▸ **Selected excerpt**:
In XIRUSS-T's import framework I have generic XML handling code that supports this rewrite activity and essentially acts as a filter between the input (from the file system) and the output (the new version objects) to do the rewriting. This generic XML handling code can then be used by schema-specific code that understands specific linking conventions. For example, there is an XInclude importer that recognizes xi:include elements and knows that it is the href= attribute that holds the pointer to be rewritten, an XSD schema importer that knows about schemaLocation, import, and include, and an XSLT importer that understands XSLT's import and include elements. You get the idea.

Notice here the separation of concerns, separating the generic operation of essentially changing attribute values in XML documents from the concern of schema-specific semantics. It's just basic object-oriented layering and abstraction, but it's really important and done correctly makes building importers so much easier.

OK, so now our repository data is completely consistent. I can access doc_01.xml directly from the repository (e.g., using an HTTP GET request to access the byte stream stored by the storage object VER0001 [the first version of resource RES0001, which is the resource representing all the versions in time of doc_01.xml]).

▸ **Task objective**: In the import framework text above, please name the attribute the XInclude importer knows holds the pointer to be rewritten.

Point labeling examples
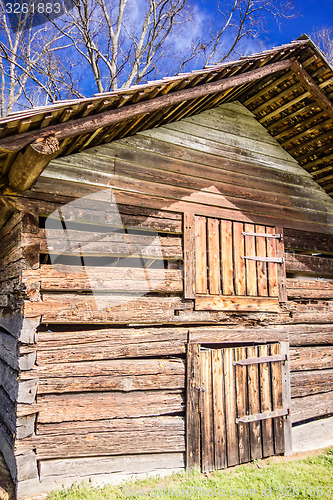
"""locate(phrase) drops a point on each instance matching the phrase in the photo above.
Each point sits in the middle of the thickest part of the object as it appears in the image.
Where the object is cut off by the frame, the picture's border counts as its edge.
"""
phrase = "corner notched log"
(30, 163)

▸ **The reply**: The href= attribute.